◆ **Page extract**:
_ _ _
Researchers often deploy multiple audio recorders simultaneously, for example as passive automated recording units (ARUs) or embedded in animal-borne bio-loggers. Analysing sounds captured simultaneously by multiple recorders can provide insights into animal positions and numbers, as well as the dynamics of communication in groups. However, many of these devices are susceptible to desynchronization due to nonlinear clock drift, which can diminish researchers' ability to glean useful insights. Therefore, a reliable post-processing resynchronization method would increase the usability of the collected data.

In this challenge, participants will be presented with pairs of temporally desynchronized recordings and asked to design a system to synchronize them in time. In the development phase, participants are provided with audio pairs and a small set of ground-truth synchronization keypoints, such as those that could be produced through manual review of the data. In the evaluation phase, participants' systems are ranked by their ability to synchronize unseen audio pairs.

NEWS: Task 1 results are now available. View results

Description

Each dataset consists of a set of stereo audio files. The audio in the two channels of each audio file is not synchronized in time due to nonlinear clock drift. Each audio file has a corresponding set of annotations, \(k_0,\dots,k_{114}\), called keypoints. Each keypoint \(k_i=(k_{i,0}, k_{i,1})\) consists of a timestamp \(k_{i,0}\) for Channel 0 and a timestamp \(k_{i,1}\) for Channel 1. The timestamps in each channel correspond to the same time in the physical world, but due to clock drift they do not appear at the same time in the recordings. The timestamps \(k_{i,0}\) in Channel 0 occur at 1-second intervals. Timestamps always occur within the actual duration of the audio file, which means that for some files there are repeated timestamps at the beginning (to avoid negative timestamps) or at the end (to avoid exceeding the duration of the audio).

Figure 1: Visualization of keypoint-based alignment.

During training, systems have access to keypoints' timestamps in both Channels 0 and 1. During inference, systems have access only to keypoints' timestamps in Channel 0, and must predict the corresponding Channel 1 timestamps. Systems are evaluated based on mean error of their predicted Channel 1 timestamps, compared to ground-truth Channel 1 timestamps. The official validation code reports both mean squared error (MSE, in sec\(^2\)) and mean absolute error (MAE, in ms). In practice, MAE in milliseconds is often easier to interpret.
_ _ _
◆ **Data section**:
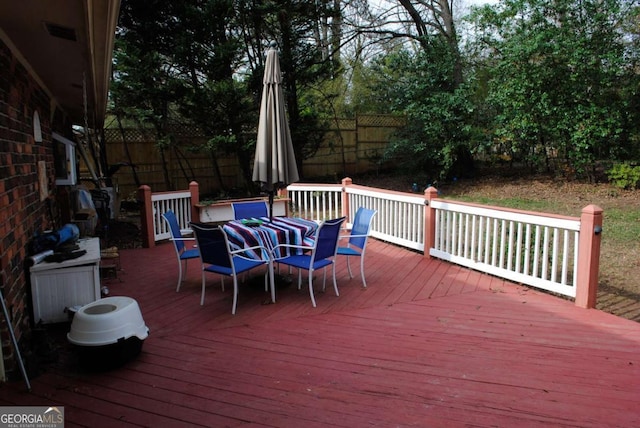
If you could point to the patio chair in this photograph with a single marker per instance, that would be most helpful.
(249, 209)
(182, 253)
(358, 239)
(322, 255)
(217, 257)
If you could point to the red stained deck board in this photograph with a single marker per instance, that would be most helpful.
(428, 343)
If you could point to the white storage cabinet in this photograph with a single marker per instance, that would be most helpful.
(56, 286)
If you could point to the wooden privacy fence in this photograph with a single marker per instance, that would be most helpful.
(351, 146)
(555, 253)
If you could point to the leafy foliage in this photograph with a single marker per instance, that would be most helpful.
(437, 140)
(625, 176)
(556, 72)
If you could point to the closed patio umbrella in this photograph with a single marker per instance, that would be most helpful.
(275, 162)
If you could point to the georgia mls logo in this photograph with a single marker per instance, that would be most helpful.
(31, 417)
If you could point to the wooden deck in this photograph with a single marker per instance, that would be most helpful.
(427, 344)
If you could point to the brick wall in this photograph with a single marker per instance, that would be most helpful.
(22, 210)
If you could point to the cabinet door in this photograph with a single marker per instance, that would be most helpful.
(57, 289)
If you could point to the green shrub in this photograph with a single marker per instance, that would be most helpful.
(625, 176)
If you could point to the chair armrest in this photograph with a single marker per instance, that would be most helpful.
(302, 247)
(256, 247)
(353, 236)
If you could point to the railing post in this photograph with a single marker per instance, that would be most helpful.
(146, 217)
(284, 193)
(345, 197)
(429, 220)
(194, 189)
(589, 256)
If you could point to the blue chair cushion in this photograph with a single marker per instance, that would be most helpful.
(241, 264)
(348, 251)
(190, 254)
(304, 262)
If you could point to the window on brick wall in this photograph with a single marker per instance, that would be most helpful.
(64, 156)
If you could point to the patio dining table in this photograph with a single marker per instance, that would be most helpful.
(252, 232)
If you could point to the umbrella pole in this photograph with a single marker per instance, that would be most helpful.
(271, 192)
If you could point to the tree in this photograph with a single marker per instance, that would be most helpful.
(555, 70)
(436, 140)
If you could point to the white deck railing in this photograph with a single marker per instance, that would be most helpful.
(400, 218)
(316, 201)
(536, 249)
(179, 203)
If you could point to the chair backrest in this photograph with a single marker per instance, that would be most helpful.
(174, 228)
(361, 227)
(327, 239)
(213, 245)
(249, 209)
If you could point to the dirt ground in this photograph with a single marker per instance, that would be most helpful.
(619, 284)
_ _ _
◆ **Challenges**:
a – Reproduce verbatim everything in the recorder synchronization text from "Each dataset consists" down to "of the audio).".
b – Resume the recorder synchronization text after its last sentence, carrying it forward in the same manner.

◆ **Answers**:
a –
Each dataset consists of a set of stereo audio files. The audio in the two channels of each audio file is not synchronized in time due to nonlinear clock drift. Each audio file has a corresponding set of annotations, \(k_0,\dots,k_{114}\), called keypoints. Each keypoint \(k_i=(k_{i,0}, k_{i,1})\) consists of a timestamp \(k_{i,0}\) for Channel 0 and a timestamp \(k_{i,1}\) for Channel 1. The timestamps in each channel correspond to the same time in the physical world, but due to clock drift they do not appear at the same time in the recordings. The timestamps \(k_{i,0}\) in Channel 0 occur at 1-second intervals. Timestamps always occur within the actual duration of the audio file, which means that for some files there are repeated timestamps at the beginning (to avoid negative timestamps) or at the end (to avoid exceeding the duration of the audio).

b –
Audio dataset

The challenge uses two datasets: aru and zebra_finch. The train and validation (val) splits of these datasets include audio and ground-truth keypoints, whereas the test split includes only audio. All the splits can now be found here. The domain shift between train and validation sets reflects the domain shift between train and evaluation sets.

In both datasets, desynchronization includes a constant time shift between the two channels, as well as nonlinear clock drift within each file. However, the total desynchronization depends on the dataset.

The aru dataset follows a fine-grained regime and the total desynchronization never exceeds +/- 0.5 seconds.
The zebra_finch dataset follows a coarse regime, and the total desynchronization never exceeds +/- 5 seconds.

The directory structure of the formatted datasets is:

formatted_data
├── aru
│   ├── train
│   │   ├── annotations.csv
│   │   └── audio
│   │       └── *.wav
│   └── val
│       ├── annotations.csv
│       └── audio
│           └── *.wav
└── zebra_finch
    ├── train
    │   ├── annotations.csv
    │   └── audio
    │       └── *.wav
    └── val
        ├── annotations.csv
        └── audio
            └── *.wav

Evaluation and Baseline System

Code for model evaluation, baseline systems, and example usage can be found here.

Baselines included:

nosync, in which no synchronization is performed
gccphat, a signal-processing baseline based on GCC-PHAT
deeplearning, a deep learning system trained on the provided training data.

For evaluation, model outputs are expected to be in the same format as the provided keypoint annotations, i.e. a .csv file with three columns Filename, Time Channel 0, and Time Channel 1.

The baseline repository contains separate training and inference scripts, dataset-specific hyperparameter files for aru and zebra_finch, and an example shell script showing how to reproduce the baseline runs. The deep learning baseline additionally requires a BEATs checkpoint, whereas the GCC-PHAT baseline can be run directly from the provided audio and annotations.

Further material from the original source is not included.